**YOUR INSTRUCTIONS**: Convert everything from the line containing "Tag any visible glass window pane." down to the line containing "[145,15,461,382]", both included, into a JSON list of strings with one string per line and no blank lines. Leave the pictures out of the answer.

**Object detection items**:
•••••
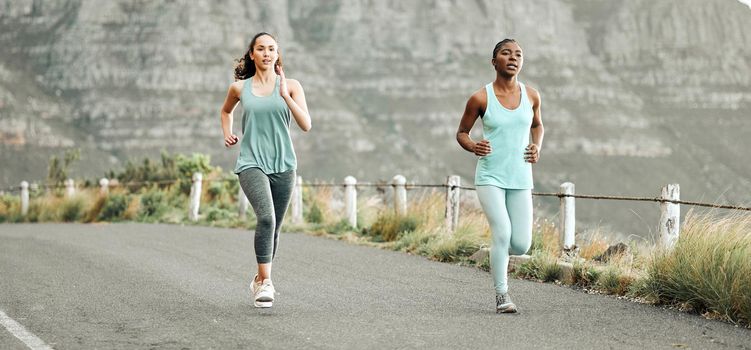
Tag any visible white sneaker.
[250,275,276,307]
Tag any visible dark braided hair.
[235,32,282,80]
[493,38,516,58]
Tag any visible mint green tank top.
[235,76,297,174]
[475,82,534,190]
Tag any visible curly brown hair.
[492,38,518,58]
[235,32,282,81]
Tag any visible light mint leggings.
[477,186,532,294]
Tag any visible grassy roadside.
[0,171,751,327]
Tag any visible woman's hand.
[524,143,540,163]
[472,140,493,157]
[224,134,239,147]
[274,65,290,99]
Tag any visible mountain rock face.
[0,0,751,236]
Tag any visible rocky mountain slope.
[0,0,751,235]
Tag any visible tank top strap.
[485,81,500,113]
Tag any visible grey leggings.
[238,168,296,264]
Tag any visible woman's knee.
[509,239,532,255]
[256,214,276,230]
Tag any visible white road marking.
[0,310,53,350]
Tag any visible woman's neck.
[253,69,276,85]
[493,74,518,92]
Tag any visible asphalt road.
[0,224,751,349]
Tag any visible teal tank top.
[235,76,297,174]
[475,82,534,190]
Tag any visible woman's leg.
[239,168,276,282]
[506,190,532,255]
[269,170,297,260]
[477,186,511,295]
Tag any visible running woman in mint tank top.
[221,33,311,307]
[456,39,544,313]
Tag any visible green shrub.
[571,261,601,288]
[516,251,563,282]
[97,193,128,221]
[428,227,483,262]
[326,219,354,235]
[305,202,323,224]
[138,188,168,219]
[60,196,86,222]
[596,266,633,295]
[363,213,419,242]
[393,230,437,254]
[206,206,235,222]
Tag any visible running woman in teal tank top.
[456,39,544,313]
[221,33,311,307]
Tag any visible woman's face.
[492,42,524,76]
[250,35,279,70]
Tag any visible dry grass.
[635,214,751,326]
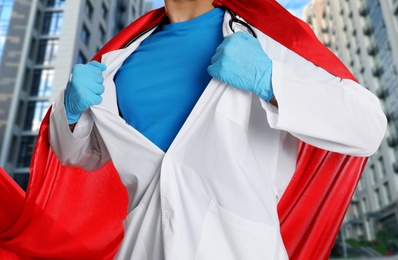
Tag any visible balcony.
[367,43,379,56]
[392,162,398,173]
[359,5,369,16]
[363,24,373,36]
[376,88,388,99]
[372,65,384,77]
[387,136,398,148]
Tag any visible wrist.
[253,66,275,102]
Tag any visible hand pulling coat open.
[0,0,386,259]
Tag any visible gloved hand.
[207,32,274,102]
[64,61,106,124]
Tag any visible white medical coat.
[50,11,386,260]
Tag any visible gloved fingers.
[207,57,234,85]
[72,61,106,83]
[86,94,102,106]
[87,60,106,71]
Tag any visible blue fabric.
[115,8,224,151]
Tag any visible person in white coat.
[50,0,386,260]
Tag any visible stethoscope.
[227,9,257,38]
[123,9,257,48]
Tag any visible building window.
[0,0,14,61]
[84,1,94,20]
[370,164,377,185]
[379,157,387,176]
[41,12,64,35]
[30,70,54,97]
[99,26,106,43]
[47,0,65,7]
[36,40,58,65]
[101,3,108,21]
[361,197,368,214]
[383,182,392,203]
[77,52,87,64]
[23,101,49,132]
[80,25,90,45]
[375,188,383,209]
[17,136,36,168]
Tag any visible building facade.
[304,0,398,241]
[0,0,145,187]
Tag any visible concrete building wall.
[0,0,144,187]
[304,0,398,240]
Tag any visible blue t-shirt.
[114,8,224,151]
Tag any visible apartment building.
[0,0,145,187]
[304,0,398,241]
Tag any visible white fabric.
[50,11,386,260]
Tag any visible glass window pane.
[23,101,49,132]
[30,70,54,97]
[17,136,36,168]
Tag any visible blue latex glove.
[207,32,274,102]
[64,61,106,124]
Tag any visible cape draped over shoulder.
[0,0,367,259]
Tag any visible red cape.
[0,0,367,260]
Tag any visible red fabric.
[0,0,367,260]
[0,109,127,259]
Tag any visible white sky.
[147,0,312,18]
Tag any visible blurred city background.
[0,0,398,259]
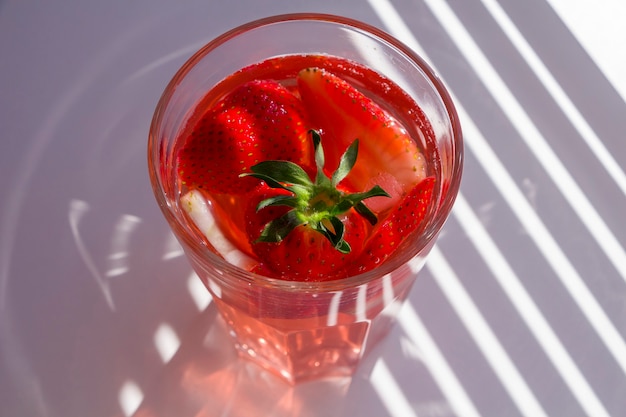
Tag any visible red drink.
[145,15,461,382]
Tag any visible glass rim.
[148,13,464,292]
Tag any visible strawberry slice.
[246,184,369,281]
[297,68,426,211]
[177,80,311,194]
[246,131,387,281]
[351,177,435,273]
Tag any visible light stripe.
[481,0,626,194]
[370,358,417,417]
[457,100,626,373]
[416,0,626,281]
[371,1,626,390]
[426,246,547,417]
[398,301,480,417]
[453,194,609,417]
[370,0,626,412]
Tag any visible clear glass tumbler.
[148,14,463,383]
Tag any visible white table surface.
[0,0,626,417]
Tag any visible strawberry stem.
[240,130,389,253]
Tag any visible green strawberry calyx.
[240,130,389,253]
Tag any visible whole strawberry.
[241,131,387,281]
[177,80,311,194]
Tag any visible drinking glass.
[148,14,463,383]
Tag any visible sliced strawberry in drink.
[241,131,387,281]
[178,80,311,194]
[351,177,435,273]
[298,68,425,209]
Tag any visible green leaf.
[331,139,359,187]
[250,161,313,186]
[256,195,298,211]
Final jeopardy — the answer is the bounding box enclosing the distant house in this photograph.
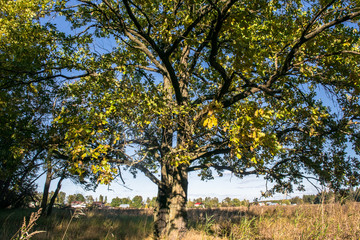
[119,204,130,208]
[194,202,204,208]
[92,202,105,208]
[266,202,279,206]
[70,201,86,208]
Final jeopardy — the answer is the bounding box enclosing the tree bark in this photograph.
[46,172,65,216]
[154,165,188,240]
[40,164,52,215]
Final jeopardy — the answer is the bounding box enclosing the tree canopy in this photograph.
[1,0,360,237]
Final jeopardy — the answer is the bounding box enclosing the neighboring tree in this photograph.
[221,197,231,207]
[0,0,95,210]
[146,197,156,208]
[231,198,241,207]
[110,197,121,207]
[56,0,360,239]
[303,195,316,204]
[86,195,94,204]
[130,195,143,208]
[55,192,66,205]
[120,198,131,204]
[99,194,104,203]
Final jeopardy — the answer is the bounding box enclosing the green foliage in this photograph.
[52,1,360,196]
[130,195,143,208]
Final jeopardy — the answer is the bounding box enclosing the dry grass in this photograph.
[0,203,360,240]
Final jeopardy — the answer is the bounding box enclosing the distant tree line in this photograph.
[302,188,360,204]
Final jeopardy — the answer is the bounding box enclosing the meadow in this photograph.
[0,203,360,240]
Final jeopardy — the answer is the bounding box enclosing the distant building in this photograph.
[92,202,105,208]
[70,201,86,208]
[194,203,204,208]
[119,204,130,208]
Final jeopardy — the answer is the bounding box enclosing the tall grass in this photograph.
[0,203,360,240]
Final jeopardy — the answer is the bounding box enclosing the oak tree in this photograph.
[56,0,360,239]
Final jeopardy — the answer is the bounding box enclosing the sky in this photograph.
[37,2,352,204]
[37,168,318,202]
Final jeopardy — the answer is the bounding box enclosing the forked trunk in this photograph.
[154,166,188,240]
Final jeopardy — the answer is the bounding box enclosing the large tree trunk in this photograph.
[154,165,188,240]
[46,172,65,216]
[40,164,52,215]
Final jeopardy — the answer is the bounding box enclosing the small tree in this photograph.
[130,195,143,208]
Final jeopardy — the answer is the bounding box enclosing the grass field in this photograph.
[0,203,360,240]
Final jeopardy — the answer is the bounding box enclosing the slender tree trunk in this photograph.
[40,164,52,215]
[154,165,188,240]
[46,172,65,216]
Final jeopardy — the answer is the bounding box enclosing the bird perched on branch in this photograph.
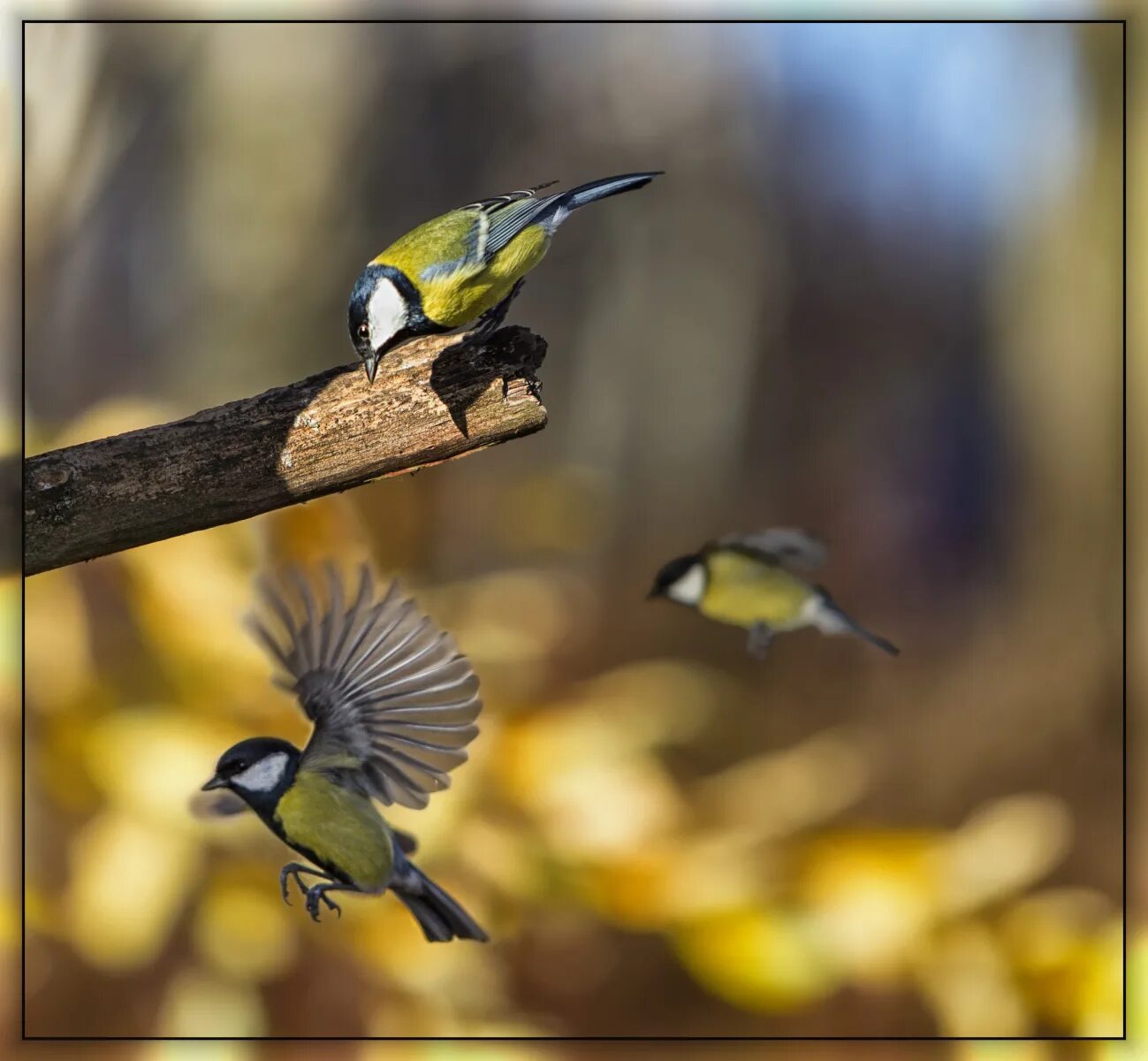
[650,527,900,658]
[346,172,660,382]
[193,566,487,942]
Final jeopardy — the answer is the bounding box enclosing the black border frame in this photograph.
[12,15,1129,1045]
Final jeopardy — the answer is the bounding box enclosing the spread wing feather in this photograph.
[714,527,828,570]
[250,565,483,807]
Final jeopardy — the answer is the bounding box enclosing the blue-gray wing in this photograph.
[251,565,483,807]
[452,180,561,262]
[714,527,828,570]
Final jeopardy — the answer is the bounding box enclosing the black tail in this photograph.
[554,170,665,211]
[813,585,901,656]
[852,622,901,656]
[391,853,490,943]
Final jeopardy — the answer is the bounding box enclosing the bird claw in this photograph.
[307,884,343,922]
[746,622,774,659]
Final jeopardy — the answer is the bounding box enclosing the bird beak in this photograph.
[362,354,379,384]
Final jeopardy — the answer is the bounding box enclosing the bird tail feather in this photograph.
[556,170,664,214]
[815,585,901,656]
[391,860,490,943]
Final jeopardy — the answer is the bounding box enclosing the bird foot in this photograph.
[307,884,343,921]
[746,622,774,659]
[279,862,330,906]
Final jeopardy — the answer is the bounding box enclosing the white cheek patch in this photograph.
[231,752,287,792]
[366,279,407,350]
[665,564,706,604]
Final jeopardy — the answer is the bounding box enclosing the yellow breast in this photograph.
[276,770,394,891]
[422,225,550,328]
[698,553,814,630]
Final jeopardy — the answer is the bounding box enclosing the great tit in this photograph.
[197,566,488,943]
[650,527,900,658]
[346,172,660,382]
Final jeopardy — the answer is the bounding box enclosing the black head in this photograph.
[346,265,429,384]
[203,737,300,807]
[646,553,703,603]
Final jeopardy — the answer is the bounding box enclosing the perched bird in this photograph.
[650,527,900,658]
[346,172,659,382]
[194,566,487,942]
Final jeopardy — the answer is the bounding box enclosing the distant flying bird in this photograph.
[650,527,900,658]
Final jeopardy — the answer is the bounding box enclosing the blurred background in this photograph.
[18,16,1129,1061]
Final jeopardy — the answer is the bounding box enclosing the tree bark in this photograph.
[22,327,546,576]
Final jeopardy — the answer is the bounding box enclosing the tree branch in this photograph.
[24,327,546,574]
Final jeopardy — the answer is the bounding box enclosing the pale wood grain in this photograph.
[24,327,546,574]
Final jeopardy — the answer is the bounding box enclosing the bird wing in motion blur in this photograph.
[713,527,828,570]
[250,565,483,807]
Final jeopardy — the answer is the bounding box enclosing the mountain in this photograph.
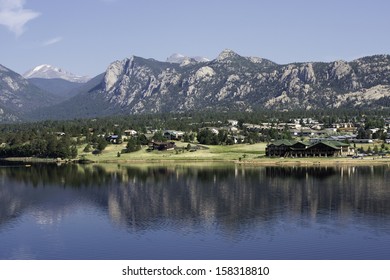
[0,65,56,122]
[23,64,90,83]
[166,53,210,65]
[28,78,85,102]
[25,50,390,118]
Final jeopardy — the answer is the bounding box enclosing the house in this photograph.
[227,120,238,126]
[163,130,184,141]
[265,140,354,157]
[148,142,176,151]
[106,135,122,144]
[125,129,138,137]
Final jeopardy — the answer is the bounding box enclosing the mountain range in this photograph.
[0,50,390,120]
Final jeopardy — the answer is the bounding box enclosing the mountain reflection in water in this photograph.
[0,165,390,259]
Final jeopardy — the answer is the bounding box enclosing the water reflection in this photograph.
[0,165,390,232]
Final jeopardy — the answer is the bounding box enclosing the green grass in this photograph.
[79,142,266,162]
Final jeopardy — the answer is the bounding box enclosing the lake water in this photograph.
[0,165,390,260]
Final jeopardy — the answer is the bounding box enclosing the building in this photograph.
[148,142,176,151]
[265,140,354,157]
[164,130,184,141]
[125,129,138,137]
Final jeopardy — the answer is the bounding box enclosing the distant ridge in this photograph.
[23,64,90,83]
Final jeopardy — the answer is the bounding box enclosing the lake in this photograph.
[0,164,390,260]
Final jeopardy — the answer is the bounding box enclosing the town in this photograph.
[0,110,390,161]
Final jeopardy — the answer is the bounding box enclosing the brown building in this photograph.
[265,140,354,157]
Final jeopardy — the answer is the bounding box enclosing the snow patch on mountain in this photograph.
[23,64,90,83]
[166,53,210,63]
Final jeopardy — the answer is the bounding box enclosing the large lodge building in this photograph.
[265,140,354,157]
•••••
**SOLUTION TO THIS PROBLEM**:
[
  "Tag any visible glass window pane.",
  "[23,101,49,132]",
  "[30,70,54,97]",
  "[17,136,36,168]",
  "Tag any visible blue latex glove.",
  "[207,32,274,102]",
  "[64,61,106,124]",
  "Tag any visible cape draped over shoulder.",
  "[0,0,367,259]",
  "Tag any visible red cape.",
  "[0,0,367,260]",
  "Tag any visible red fabric.",
  "[0,0,367,260]",
  "[0,109,127,259]",
  "Tag any visible white sky.",
  "[147,0,312,18]",
  "Tag any visible blurred city background.",
  "[0,0,398,259]",
  "Tag any visible red drink.",
  "[145,15,461,382]"
]